*The problem*. In the extract below on DynamoDB Streams, what is the name of the dead-letter queue that receives unrecoverable events?

*Page extract*.
********
If the issue persists beyond this timeframe,
the event is considered unrecoverable and it is sent to
a dead-letter queue (DLQ) named integrates_streams_dlq
in AWS Simple Queue Service (SQS).
This DLQ serves as a repository for events requiring
manual review due to persistent failures.
Indicators
Motivation
For faster access to aggregated information, we implement a set of
finding indicators that are calculated and stored in the main table.
These indicators are calculated using DynamoDB Streams
(current indicators are listed in streams/indicators/findings/
).
These indicators are called unreliable indicators because backend calculation has not been guaranteed to be 100% accurate and that name was the selected for the first approach to implement them. The main reason is that the indicators are calculated in real-time and the data could be inconsistent due to the asynchronous nature of the process.
With Streams, we are reliable thanks to shard processing of every database modification.
Considerations
No calculations on-the-fly. All the indicators cannot be calculated on the fly because they are based on a large amount of data. To avoid performance issues, Streams calculates and updates the finding indicators by batches.
Only findings indicators. There are other unreliable indicators at the platform (organization, groups, portfolios, etc.). All the indicators cannot be calculated using Streams because some of those events could generate cyclic calls due to indicators belongs to existing elements in the same table and some indicators could be computationally expensive due to data to check.
Add new indicators to Streams must be deliberated. In the future, we’ll implement new ones.
********
*Given information*.
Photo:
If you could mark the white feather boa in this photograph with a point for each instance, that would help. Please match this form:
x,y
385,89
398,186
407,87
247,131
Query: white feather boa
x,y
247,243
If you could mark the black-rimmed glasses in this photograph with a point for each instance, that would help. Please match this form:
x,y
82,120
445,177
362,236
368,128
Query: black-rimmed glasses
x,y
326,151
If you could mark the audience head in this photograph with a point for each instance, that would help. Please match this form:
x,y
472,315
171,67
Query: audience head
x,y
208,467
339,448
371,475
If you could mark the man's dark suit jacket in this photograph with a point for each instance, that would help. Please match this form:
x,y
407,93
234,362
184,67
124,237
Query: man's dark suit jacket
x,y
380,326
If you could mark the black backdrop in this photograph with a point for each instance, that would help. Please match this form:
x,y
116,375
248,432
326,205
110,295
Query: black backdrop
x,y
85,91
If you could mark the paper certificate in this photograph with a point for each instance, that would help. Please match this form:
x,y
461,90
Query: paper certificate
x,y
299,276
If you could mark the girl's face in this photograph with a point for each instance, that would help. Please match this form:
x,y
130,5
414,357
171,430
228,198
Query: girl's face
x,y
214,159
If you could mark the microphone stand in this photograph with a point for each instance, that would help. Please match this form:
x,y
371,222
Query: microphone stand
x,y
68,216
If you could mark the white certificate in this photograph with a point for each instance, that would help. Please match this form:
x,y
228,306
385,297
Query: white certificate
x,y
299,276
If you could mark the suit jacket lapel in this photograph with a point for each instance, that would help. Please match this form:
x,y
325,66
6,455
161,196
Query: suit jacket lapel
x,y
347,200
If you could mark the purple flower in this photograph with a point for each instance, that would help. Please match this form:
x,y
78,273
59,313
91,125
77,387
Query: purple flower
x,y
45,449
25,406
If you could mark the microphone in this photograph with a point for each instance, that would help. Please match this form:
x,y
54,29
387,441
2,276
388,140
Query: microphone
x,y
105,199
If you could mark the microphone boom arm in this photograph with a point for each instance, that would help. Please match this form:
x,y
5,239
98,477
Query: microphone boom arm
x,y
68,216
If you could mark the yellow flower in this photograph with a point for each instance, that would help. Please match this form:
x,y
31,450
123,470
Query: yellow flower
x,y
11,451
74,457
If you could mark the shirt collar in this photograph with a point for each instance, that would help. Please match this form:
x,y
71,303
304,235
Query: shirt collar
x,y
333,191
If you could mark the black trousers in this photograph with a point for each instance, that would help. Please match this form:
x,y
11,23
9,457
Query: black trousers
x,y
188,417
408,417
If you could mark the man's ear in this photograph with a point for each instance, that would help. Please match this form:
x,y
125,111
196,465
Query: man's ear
********
*Solution*. integrates_streams_dlq